YOUR GOAL: Output the data below in full, byte for byte. Nothing may differ.

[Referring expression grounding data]
* * *

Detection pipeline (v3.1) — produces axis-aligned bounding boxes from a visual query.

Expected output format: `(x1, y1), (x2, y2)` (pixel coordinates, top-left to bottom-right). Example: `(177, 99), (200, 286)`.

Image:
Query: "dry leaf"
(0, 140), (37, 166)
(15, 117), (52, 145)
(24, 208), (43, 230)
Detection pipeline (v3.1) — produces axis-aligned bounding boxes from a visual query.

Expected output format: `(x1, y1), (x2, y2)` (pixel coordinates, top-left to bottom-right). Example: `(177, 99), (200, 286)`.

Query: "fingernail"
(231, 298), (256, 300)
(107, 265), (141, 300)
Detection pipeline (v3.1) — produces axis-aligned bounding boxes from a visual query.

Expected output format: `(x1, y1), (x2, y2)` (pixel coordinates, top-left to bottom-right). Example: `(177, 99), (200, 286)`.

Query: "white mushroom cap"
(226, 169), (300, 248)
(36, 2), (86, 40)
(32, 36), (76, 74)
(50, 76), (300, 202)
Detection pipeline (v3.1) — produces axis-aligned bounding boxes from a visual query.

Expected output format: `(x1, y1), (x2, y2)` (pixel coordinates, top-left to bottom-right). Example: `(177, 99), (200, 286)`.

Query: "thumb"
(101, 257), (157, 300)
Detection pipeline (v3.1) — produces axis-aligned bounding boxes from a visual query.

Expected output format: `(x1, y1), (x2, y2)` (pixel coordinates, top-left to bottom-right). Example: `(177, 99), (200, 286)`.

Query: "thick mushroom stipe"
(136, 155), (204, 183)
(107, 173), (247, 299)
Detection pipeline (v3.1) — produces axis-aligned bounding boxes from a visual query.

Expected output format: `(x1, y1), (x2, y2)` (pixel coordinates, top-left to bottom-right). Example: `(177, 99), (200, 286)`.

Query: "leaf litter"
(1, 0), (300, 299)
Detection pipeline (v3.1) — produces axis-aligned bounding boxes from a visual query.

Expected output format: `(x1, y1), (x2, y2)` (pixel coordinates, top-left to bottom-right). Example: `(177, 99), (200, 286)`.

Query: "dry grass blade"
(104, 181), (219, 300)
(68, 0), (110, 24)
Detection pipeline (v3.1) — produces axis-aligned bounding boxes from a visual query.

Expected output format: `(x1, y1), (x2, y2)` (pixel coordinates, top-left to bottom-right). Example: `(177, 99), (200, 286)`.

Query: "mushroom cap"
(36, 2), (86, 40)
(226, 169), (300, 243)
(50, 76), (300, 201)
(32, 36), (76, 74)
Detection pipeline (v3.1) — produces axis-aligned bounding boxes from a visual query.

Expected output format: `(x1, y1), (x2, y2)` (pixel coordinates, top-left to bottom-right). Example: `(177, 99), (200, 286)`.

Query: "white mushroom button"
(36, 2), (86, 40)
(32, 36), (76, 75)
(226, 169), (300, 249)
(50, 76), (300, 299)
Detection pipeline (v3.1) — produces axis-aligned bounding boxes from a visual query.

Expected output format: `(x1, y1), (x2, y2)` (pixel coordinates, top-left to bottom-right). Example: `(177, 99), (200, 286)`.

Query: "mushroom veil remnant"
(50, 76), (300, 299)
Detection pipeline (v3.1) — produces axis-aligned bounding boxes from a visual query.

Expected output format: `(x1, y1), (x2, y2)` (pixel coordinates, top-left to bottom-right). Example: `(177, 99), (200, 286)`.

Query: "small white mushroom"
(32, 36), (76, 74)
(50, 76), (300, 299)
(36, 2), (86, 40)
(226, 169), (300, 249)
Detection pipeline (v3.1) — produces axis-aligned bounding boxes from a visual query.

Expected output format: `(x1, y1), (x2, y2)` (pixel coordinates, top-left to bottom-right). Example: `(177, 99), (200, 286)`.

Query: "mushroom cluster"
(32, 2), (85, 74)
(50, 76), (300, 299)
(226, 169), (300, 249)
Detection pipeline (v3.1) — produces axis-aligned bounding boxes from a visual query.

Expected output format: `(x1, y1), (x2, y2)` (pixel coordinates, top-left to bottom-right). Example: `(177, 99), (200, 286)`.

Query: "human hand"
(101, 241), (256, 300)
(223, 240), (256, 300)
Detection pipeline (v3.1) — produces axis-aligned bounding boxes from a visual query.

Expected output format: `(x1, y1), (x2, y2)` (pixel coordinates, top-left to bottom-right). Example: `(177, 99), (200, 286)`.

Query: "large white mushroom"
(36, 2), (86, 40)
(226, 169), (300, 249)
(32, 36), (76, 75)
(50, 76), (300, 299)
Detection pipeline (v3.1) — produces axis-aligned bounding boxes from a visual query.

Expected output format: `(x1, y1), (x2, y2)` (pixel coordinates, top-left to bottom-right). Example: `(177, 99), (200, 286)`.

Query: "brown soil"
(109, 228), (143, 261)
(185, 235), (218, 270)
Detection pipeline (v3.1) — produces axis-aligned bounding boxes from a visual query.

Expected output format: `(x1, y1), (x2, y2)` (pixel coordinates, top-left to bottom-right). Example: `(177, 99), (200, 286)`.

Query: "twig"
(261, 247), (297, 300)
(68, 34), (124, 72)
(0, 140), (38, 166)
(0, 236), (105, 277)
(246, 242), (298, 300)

* * *

SOLUTION FOR THIS EXERCISE:
Detection pipeline (v3.1) — produces axis-aligned bounding boxes from a visual query.

Expected output format: `(x1, y1), (x2, y2)` (pixel coordinates, top-left to bottom-right). Example: `(177, 99), (200, 286)`.

Image:
Query: "dry leaf"
(0, 140), (37, 166)
(15, 117), (52, 145)
(24, 208), (43, 230)
Detection pipeline (v3.1) — produces axis-aligned bounding boxes from a visual query.

Expected output format: `(x1, y1), (x2, y2)` (pixel coordinates, top-left to bottom-right). Example: `(177, 99), (200, 286)`.

Query: "fingernail"
(231, 298), (256, 300)
(107, 265), (141, 300)
Detection pipeline (v3.1) — produces axis-aligned bounding boxes from a visual query.

Expected output format: `(x1, y1), (x2, y2)` (pixel coordinates, top-left to bottom-right). Example: `(177, 99), (200, 286)`.

Query: "white mushroom cap"
(226, 169), (300, 248)
(36, 2), (86, 40)
(32, 36), (76, 74)
(50, 76), (300, 202)
Detection pipeline (v3.1) — produces axis-aligned bounding boxes from a visual query.

Expected output format: `(x1, y1), (x2, y2)` (pixel coordinates, top-left to bottom-right). Example: `(177, 99), (200, 286)`.

Query: "thumb"
(101, 257), (157, 300)
Detection pipeline (v3.1) — produces axis-aligned bounding boxes from a visual query.

Expected output format: `(x1, y1), (x2, y2)` (pixel coordinates, top-left to bottom-right). Example: `(177, 99), (200, 286)`.

Query: "thick mushroom stipe"
(136, 155), (204, 183)
(107, 173), (247, 299)
Detection pipeline (v3.1) — produces axis-aligned bounding boxes from a visual query.

Expected output format: `(x1, y1), (x2, y2)` (pixel coordinates, top-left to bottom-right). Example: `(177, 99), (200, 286)`.

Query: "leaf litter"
(1, 0), (300, 299)
Detection pipeline (v3.1) — produces axis-aligned bounding boxes from a visual query.

Expected output format: `(x1, y1), (x2, y2)` (pixel coordinates, top-left to bottom-right). Example: `(177, 99), (200, 286)`.

Query: "dry grass blade"
(104, 181), (219, 300)
(68, 0), (110, 24)
Detection pipeline (v3.1) — produces axis-aligned bounding boxes from a visual query.

Expected output format: `(x1, y1), (x2, y2)` (pixel coordinates, top-left to bottom-right). Example: `(177, 99), (200, 286)`.

Query: "mushroom cap"
(36, 2), (86, 40)
(226, 169), (300, 243)
(50, 76), (300, 201)
(32, 36), (76, 74)
Detection pipeline (v3.1) — produces axis-aligned bounding boxes from a visual query.

Expected output format: `(x1, y1), (x2, y2)` (pixel coordinates, top-left to bottom-right). Example: `(177, 99), (200, 286)`.

Query: "white mushroom button"
(36, 2), (86, 40)
(32, 36), (76, 75)
(226, 169), (300, 249)
(50, 76), (300, 299)
Detection pipeline (v3.1) — produces axis-aligned bounding boxes from a visual query.

Expected output format: `(x1, y1), (x2, y2)` (pixel coordinates, top-left to bottom-right). Example: `(177, 99), (200, 286)`.

Query: "mushroom veil remnant"
(50, 76), (300, 299)
Detection pipeline (v3.1) — produces axis-aligned bounding boxes from a visual query.

Expected output format: `(x1, y1), (x2, y2)` (pixel coordinates, top-left to bottom-right). Example: `(177, 99), (200, 286)`.

Query: "small white mushroom"
(32, 36), (76, 74)
(50, 76), (300, 299)
(36, 2), (86, 40)
(226, 169), (300, 249)
Detection pipeline (v3.1) — produces axis-aligned bounding boxes from a visual query.

Expected output format: `(x1, y1), (x2, y2)` (pixel coordinates, top-left to bottom-right). Example: `(177, 99), (200, 286)`.

Query: "mushroom cluster"
(32, 2), (85, 74)
(50, 76), (300, 299)
(226, 169), (300, 249)
Detection pipeline (v3.1) — produces axis-aligned bounding boxes from a visual query.

Expected output format: `(x1, y1), (x2, y2)` (pixel coordinates, top-left to bottom-right). Example: `(177, 99), (200, 286)`.

Query: "human hand"
(101, 241), (256, 300)
(223, 240), (256, 300)
Detection pipeline (v3.1) — produces axis-aligned bounding boxes from a visual query.

Expected output format: `(x1, y1), (x2, y2)` (pixel coordinates, top-left to bottom-right). Example: `(177, 99), (200, 286)`.

Query: "large white mushroom"
(36, 2), (86, 40)
(226, 169), (300, 249)
(32, 36), (76, 75)
(50, 76), (300, 299)
Detection pipeline (v3.1) — produces axis-aligned bounding boxes from a visual query.

Expected output format: `(x1, y1), (x2, y2)` (pixel coordinates, top-left to bottom-right). Example: `(177, 99), (200, 286)`.

Query: "brown soil"
(109, 228), (143, 261)
(185, 235), (218, 270)
Detection pipeline (v3.1) — produces axis-aligned bounding boxes from a visual query.

Expected output format: `(x1, y1), (x2, y2)` (pixel coordinates, top-left to bottom-right). Example: `(177, 99), (200, 286)`.

Query: "twig"
(261, 247), (297, 300)
(68, 34), (124, 72)
(0, 140), (38, 166)
(0, 236), (105, 277)
(246, 242), (298, 300)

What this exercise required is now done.